## RECORDS SHOWN:
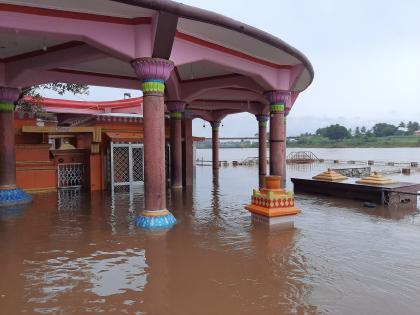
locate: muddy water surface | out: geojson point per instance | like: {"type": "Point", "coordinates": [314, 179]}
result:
{"type": "Point", "coordinates": [73, 254]}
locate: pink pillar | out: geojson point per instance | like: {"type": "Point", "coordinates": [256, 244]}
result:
{"type": "Point", "coordinates": [262, 148]}
{"type": "Point", "coordinates": [154, 72]}
{"type": "Point", "coordinates": [277, 101]}
{"type": "Point", "coordinates": [176, 108]}
{"type": "Point", "coordinates": [187, 163]}
{"type": "Point", "coordinates": [9, 193]}
{"type": "Point", "coordinates": [286, 113]}
{"type": "Point", "coordinates": [215, 143]}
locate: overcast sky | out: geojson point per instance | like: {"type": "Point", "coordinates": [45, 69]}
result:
{"type": "Point", "coordinates": [366, 56]}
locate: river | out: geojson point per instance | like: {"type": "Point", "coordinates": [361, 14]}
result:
{"type": "Point", "coordinates": [80, 254]}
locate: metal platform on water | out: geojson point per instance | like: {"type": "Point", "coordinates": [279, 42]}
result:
{"type": "Point", "coordinates": [390, 194]}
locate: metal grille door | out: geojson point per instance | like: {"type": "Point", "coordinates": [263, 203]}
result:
{"type": "Point", "coordinates": [126, 164]}
{"type": "Point", "coordinates": [71, 175]}
{"type": "Point", "coordinates": [138, 175]}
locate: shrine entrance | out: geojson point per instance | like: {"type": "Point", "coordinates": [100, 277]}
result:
{"type": "Point", "coordinates": [126, 165]}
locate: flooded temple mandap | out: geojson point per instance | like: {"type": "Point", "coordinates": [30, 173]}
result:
{"type": "Point", "coordinates": [189, 63]}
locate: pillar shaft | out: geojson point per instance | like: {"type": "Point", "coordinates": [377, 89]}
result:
{"type": "Point", "coordinates": [154, 151]}
{"type": "Point", "coordinates": [215, 144]}
{"type": "Point", "coordinates": [10, 195]}
{"type": "Point", "coordinates": [277, 144]}
{"type": "Point", "coordinates": [7, 150]}
{"type": "Point", "coordinates": [154, 72]}
{"type": "Point", "coordinates": [277, 132]}
{"type": "Point", "coordinates": [262, 148]}
{"type": "Point", "coordinates": [187, 165]}
{"type": "Point", "coordinates": [176, 108]}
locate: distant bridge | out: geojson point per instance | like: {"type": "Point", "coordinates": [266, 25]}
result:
{"type": "Point", "coordinates": [301, 157]}
{"type": "Point", "coordinates": [236, 138]}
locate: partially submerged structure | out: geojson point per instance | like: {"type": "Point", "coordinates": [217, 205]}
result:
{"type": "Point", "coordinates": [188, 62]}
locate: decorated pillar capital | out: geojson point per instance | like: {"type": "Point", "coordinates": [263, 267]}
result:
{"type": "Point", "coordinates": [153, 72]}
{"type": "Point", "coordinates": [176, 108]}
{"type": "Point", "coordinates": [262, 119]}
{"type": "Point", "coordinates": [7, 98]}
{"type": "Point", "coordinates": [278, 100]}
{"type": "Point", "coordinates": [215, 124]}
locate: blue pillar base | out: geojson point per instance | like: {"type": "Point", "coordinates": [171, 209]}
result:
{"type": "Point", "coordinates": [149, 220]}
{"type": "Point", "coordinates": [12, 197]}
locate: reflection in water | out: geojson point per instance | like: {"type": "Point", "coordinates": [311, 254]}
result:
{"type": "Point", "coordinates": [86, 256]}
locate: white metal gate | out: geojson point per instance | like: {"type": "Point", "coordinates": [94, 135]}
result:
{"type": "Point", "coordinates": [127, 168]}
{"type": "Point", "coordinates": [71, 175]}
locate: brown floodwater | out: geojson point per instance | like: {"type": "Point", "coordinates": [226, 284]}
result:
{"type": "Point", "coordinates": [82, 254]}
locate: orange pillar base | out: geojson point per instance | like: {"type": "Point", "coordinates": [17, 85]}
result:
{"type": "Point", "coordinates": [272, 204]}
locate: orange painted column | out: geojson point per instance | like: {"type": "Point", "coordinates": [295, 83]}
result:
{"type": "Point", "coordinates": [153, 73]}
{"type": "Point", "coordinates": [277, 101]}
{"type": "Point", "coordinates": [9, 194]}
{"type": "Point", "coordinates": [176, 109]}
{"type": "Point", "coordinates": [262, 148]}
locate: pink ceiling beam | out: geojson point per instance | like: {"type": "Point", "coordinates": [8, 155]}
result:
{"type": "Point", "coordinates": [194, 89]}
{"type": "Point", "coordinates": [250, 107]}
{"type": "Point", "coordinates": [18, 70]}
{"type": "Point", "coordinates": [132, 105]}
{"type": "Point", "coordinates": [234, 94]}
{"type": "Point", "coordinates": [186, 51]}
{"type": "Point", "coordinates": [217, 115]}
{"type": "Point", "coordinates": [124, 41]}
{"type": "Point", "coordinates": [80, 77]}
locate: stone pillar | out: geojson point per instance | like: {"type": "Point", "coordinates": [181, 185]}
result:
{"type": "Point", "coordinates": [277, 101]}
{"type": "Point", "coordinates": [286, 113]}
{"type": "Point", "coordinates": [176, 108]}
{"type": "Point", "coordinates": [215, 143]}
{"type": "Point", "coordinates": [153, 73]}
{"type": "Point", "coordinates": [262, 148]}
{"type": "Point", "coordinates": [187, 161]}
{"type": "Point", "coordinates": [10, 195]}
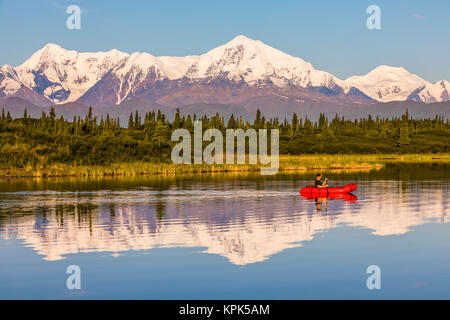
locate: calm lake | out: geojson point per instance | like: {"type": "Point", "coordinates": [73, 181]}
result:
{"type": "Point", "coordinates": [227, 237]}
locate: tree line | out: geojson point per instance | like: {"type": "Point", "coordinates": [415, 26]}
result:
{"type": "Point", "coordinates": [88, 140]}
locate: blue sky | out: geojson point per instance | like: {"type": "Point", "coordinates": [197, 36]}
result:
{"type": "Point", "coordinates": [332, 35]}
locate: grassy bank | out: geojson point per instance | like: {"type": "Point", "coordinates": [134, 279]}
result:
{"type": "Point", "coordinates": [287, 163]}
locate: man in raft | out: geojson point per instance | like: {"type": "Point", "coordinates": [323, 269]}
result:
{"type": "Point", "coordinates": [319, 184]}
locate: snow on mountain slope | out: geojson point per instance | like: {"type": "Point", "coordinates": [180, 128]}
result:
{"type": "Point", "coordinates": [64, 75]}
{"type": "Point", "coordinates": [60, 76]}
{"type": "Point", "coordinates": [436, 92]}
{"type": "Point", "coordinates": [244, 59]}
{"type": "Point", "coordinates": [386, 83]}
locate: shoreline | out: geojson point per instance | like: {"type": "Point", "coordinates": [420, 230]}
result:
{"type": "Point", "coordinates": [287, 163]}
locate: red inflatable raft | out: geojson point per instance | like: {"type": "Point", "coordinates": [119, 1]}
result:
{"type": "Point", "coordinates": [334, 196]}
{"type": "Point", "coordinates": [312, 191]}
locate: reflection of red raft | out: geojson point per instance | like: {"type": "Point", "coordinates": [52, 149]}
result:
{"type": "Point", "coordinates": [333, 196]}
{"type": "Point", "coordinates": [314, 192]}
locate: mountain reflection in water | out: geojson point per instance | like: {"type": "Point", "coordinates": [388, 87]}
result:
{"type": "Point", "coordinates": [244, 221]}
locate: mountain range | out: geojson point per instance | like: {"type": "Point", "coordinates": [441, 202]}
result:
{"type": "Point", "coordinates": [239, 76]}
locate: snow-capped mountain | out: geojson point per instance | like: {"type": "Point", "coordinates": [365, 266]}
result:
{"type": "Point", "coordinates": [387, 84]}
{"type": "Point", "coordinates": [432, 92]}
{"type": "Point", "coordinates": [54, 75]}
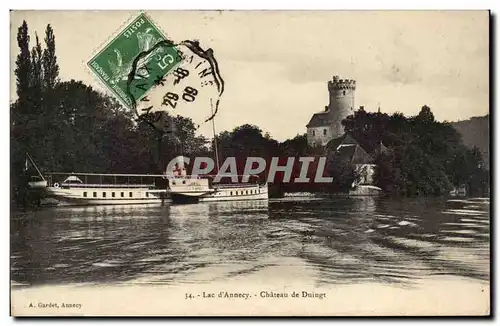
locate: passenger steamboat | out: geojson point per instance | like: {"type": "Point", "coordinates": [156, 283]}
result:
{"type": "Point", "coordinates": [122, 189]}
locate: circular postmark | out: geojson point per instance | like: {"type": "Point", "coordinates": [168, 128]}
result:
{"type": "Point", "coordinates": [191, 87]}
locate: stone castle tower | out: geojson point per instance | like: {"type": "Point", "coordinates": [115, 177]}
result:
{"type": "Point", "coordinates": [327, 125]}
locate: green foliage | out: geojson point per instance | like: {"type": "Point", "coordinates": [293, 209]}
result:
{"type": "Point", "coordinates": [68, 126]}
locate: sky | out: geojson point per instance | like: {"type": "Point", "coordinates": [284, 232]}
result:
{"type": "Point", "coordinates": [276, 64]}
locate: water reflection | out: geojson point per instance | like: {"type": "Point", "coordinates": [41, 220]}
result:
{"type": "Point", "coordinates": [340, 240]}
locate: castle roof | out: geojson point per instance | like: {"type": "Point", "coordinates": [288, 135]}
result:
{"type": "Point", "coordinates": [321, 119]}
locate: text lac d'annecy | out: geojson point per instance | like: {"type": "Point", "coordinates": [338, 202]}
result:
{"type": "Point", "coordinates": [293, 294]}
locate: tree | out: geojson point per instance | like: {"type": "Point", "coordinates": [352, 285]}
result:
{"type": "Point", "coordinates": [37, 75]}
{"type": "Point", "coordinates": [50, 66]}
{"type": "Point", "coordinates": [425, 115]}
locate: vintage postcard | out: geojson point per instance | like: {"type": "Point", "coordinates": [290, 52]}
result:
{"type": "Point", "coordinates": [250, 163]}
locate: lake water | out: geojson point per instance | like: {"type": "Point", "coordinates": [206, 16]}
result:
{"type": "Point", "coordinates": [317, 241]}
{"type": "Point", "coordinates": [342, 256]}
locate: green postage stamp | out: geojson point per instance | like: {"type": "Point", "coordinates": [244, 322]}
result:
{"type": "Point", "coordinates": [141, 47]}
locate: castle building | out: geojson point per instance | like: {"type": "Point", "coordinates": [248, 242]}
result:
{"type": "Point", "coordinates": [327, 125]}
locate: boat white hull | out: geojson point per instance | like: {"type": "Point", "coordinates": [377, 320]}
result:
{"type": "Point", "coordinates": [190, 194]}
{"type": "Point", "coordinates": [234, 198]}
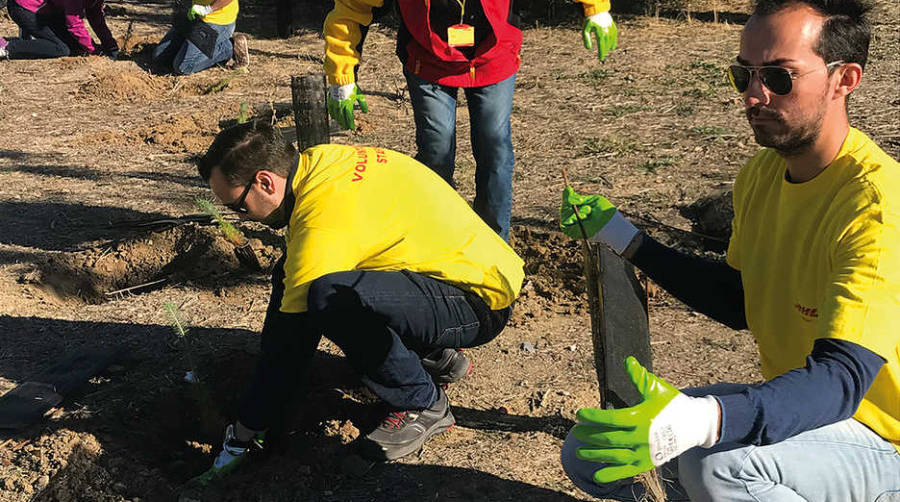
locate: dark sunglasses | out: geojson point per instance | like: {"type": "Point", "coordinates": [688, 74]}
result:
{"type": "Point", "coordinates": [238, 205]}
{"type": "Point", "coordinates": [778, 79]}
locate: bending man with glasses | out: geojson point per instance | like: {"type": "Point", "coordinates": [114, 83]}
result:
{"type": "Point", "coordinates": [813, 270]}
{"type": "Point", "coordinates": [384, 259]}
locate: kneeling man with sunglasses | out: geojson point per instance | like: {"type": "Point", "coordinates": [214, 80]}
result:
{"type": "Point", "coordinates": [813, 270]}
{"type": "Point", "coordinates": [384, 259]}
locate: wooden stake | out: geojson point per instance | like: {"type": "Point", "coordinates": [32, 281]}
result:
{"type": "Point", "coordinates": [651, 480]}
{"type": "Point", "coordinates": [310, 112]}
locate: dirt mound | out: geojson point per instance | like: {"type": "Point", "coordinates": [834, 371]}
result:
{"type": "Point", "coordinates": [117, 86]}
{"type": "Point", "coordinates": [711, 215]}
{"type": "Point", "coordinates": [554, 274]}
{"type": "Point", "coordinates": [68, 463]}
{"type": "Point", "coordinates": [188, 252]}
{"type": "Point", "coordinates": [180, 133]}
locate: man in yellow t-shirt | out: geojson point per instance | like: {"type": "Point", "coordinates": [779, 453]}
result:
{"type": "Point", "coordinates": [201, 38]}
{"type": "Point", "coordinates": [383, 258]}
{"type": "Point", "coordinates": [813, 270]}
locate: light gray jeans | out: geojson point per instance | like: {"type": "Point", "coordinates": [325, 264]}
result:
{"type": "Point", "coordinates": [841, 462]}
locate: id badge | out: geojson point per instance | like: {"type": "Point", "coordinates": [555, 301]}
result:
{"type": "Point", "coordinates": [461, 35]}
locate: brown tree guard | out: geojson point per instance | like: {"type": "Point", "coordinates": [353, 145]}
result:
{"type": "Point", "coordinates": [594, 262]}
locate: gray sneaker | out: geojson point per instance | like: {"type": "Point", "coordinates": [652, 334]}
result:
{"type": "Point", "coordinates": [241, 52]}
{"type": "Point", "coordinates": [447, 365]}
{"type": "Point", "coordinates": [404, 432]}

## TASK GOAL:
Find the line that contains "locate: wooden stake". Repeat it and every line after it, exactly as written, up to and including the last line of the records above.

## COMPLETED TASK:
locate: wooden stake | out: geojson point per instance | like: {"type": "Point", "coordinates": [32, 281]}
result:
{"type": "Point", "coordinates": [651, 480]}
{"type": "Point", "coordinates": [310, 112]}
locate: dirt mound | out: geojson point per instance | like: {"type": "Point", "coordinates": [834, 371]}
result:
{"type": "Point", "coordinates": [117, 86]}
{"type": "Point", "coordinates": [711, 215]}
{"type": "Point", "coordinates": [554, 274]}
{"type": "Point", "coordinates": [68, 463]}
{"type": "Point", "coordinates": [188, 252]}
{"type": "Point", "coordinates": [180, 133]}
locate: man in yellow t-shirt | out: geojson point per instance | like: {"type": "Point", "coordinates": [779, 453]}
result:
{"type": "Point", "coordinates": [201, 38]}
{"type": "Point", "coordinates": [383, 258]}
{"type": "Point", "coordinates": [813, 270]}
locate: light gray jeans | out: geojson point per instance | like: {"type": "Point", "coordinates": [325, 264]}
result:
{"type": "Point", "coordinates": [841, 462]}
locate: id badge | out: geojson point per instance | like: {"type": "Point", "coordinates": [555, 301]}
result:
{"type": "Point", "coordinates": [461, 35]}
locate: brown tree guard | out: geojson point per instance | like: {"type": "Point", "coordinates": [353, 145]}
result:
{"type": "Point", "coordinates": [594, 262]}
locate: gray sneaker | out: geojson point per instance | like: {"type": "Point", "coordinates": [652, 334]}
result:
{"type": "Point", "coordinates": [241, 52]}
{"type": "Point", "coordinates": [447, 365]}
{"type": "Point", "coordinates": [404, 432]}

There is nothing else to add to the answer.